**Excerpt:**

Opened 10 years ago
Closed 10 years ago
#3010 closed enhancement (duplicate)
PostGis Topology performance improvements: edge_data indexes
Reported by: | Björn Harrtell | Owned by: | strk |
---|---|---|---|
Priority: | medium | Milestone: | |
Component: | topology | Version: | 2.1.x |
Keywords: | Cc: |
Description
Hi,
I've been following the effort to investigate and improve topology performance.
I've used pg_stat_statements (with track all) to get statement statistics when loading a dataset of 100000 polygons into a topology. I use TopoGeo_AddPolygon and separate transactions for each area to avoid any issues with a single long running transaction and as the significant time spent is in TopoGeo_AddPolygon anyway.
In the resulting top list of statements with most time spent at third and fourth place came the following statements which I found suspicious:
UPDATE topo.edge_data SET next_right_edge = ?, abs_next_right_edge = ? WHERE edge_id != ? AND next_right_edge = ?
UPDATE topo.edge_data SET next_left_edge = ?, abs_next_left_edge = ? WHERE edge_id != ? AND next_left_edge = ?
I noted that next_right_edge and next_left_edge are not indexed in edge_data and conclude that these updates must be triggering sequential scans of edge_data. Adding indexes results in a very significant performance increase and from what I can tell a performance curve with diminishing increases in time per object loaded.

**Tasks:**
a) In the PostGIS topology ticket, which two columns of edge_data does the reporter notice are not indexed?
b) Pick up the PostGIS topology ticket right after its last sentence and keep writing.
The lines after this have no connection to the PostGIS topology ticket.

**Data lines:**
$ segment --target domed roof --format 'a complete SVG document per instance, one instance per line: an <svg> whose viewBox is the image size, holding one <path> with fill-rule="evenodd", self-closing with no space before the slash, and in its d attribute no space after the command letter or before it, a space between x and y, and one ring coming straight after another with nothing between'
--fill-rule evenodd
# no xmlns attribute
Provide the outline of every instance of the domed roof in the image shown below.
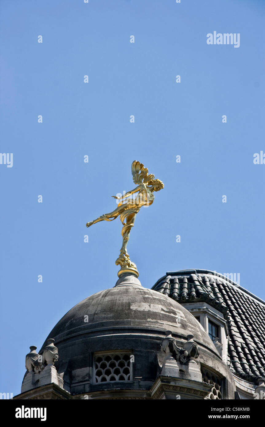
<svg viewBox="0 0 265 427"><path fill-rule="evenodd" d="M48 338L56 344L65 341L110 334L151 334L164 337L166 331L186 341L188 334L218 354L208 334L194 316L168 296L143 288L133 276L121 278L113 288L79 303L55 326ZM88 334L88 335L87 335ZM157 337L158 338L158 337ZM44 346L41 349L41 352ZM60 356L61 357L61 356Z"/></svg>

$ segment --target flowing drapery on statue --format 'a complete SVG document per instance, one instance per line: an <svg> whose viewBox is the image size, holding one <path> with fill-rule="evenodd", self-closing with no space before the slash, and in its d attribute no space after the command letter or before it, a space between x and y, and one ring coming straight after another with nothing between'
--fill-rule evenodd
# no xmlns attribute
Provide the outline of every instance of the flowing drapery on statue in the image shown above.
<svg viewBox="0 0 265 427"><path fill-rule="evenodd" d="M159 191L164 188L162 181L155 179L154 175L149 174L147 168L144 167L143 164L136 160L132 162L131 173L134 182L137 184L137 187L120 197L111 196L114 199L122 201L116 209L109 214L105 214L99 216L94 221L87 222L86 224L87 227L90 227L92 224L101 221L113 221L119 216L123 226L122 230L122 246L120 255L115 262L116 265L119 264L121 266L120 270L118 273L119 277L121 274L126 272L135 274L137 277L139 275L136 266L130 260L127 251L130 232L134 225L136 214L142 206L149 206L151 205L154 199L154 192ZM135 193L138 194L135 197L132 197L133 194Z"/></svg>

**Task results:**
a) next_right_edge and next_left_edge

b)
Attachments (3)
Change History (7)
comment:1 by , 10 years ago
by , 10 years ago
by , 10 years ago
by , 10 years ago
comment:2 by , 10 years ago
Added some diagrams plotting time to load, per polygon, one million polygons into a topology. The whole process of loading ~1,3 million polygons took ~24h. This is after adding the indexes as described in this ticket, without the indexes I gave up loading this many polygons.
Diagrams are named after max milliseconds displayed. Some funny patterns emerge when looking at max 6000 or 300 ms which I think is related to my input data. The max 50 ms diagram shows a logarithmic trend line clearly.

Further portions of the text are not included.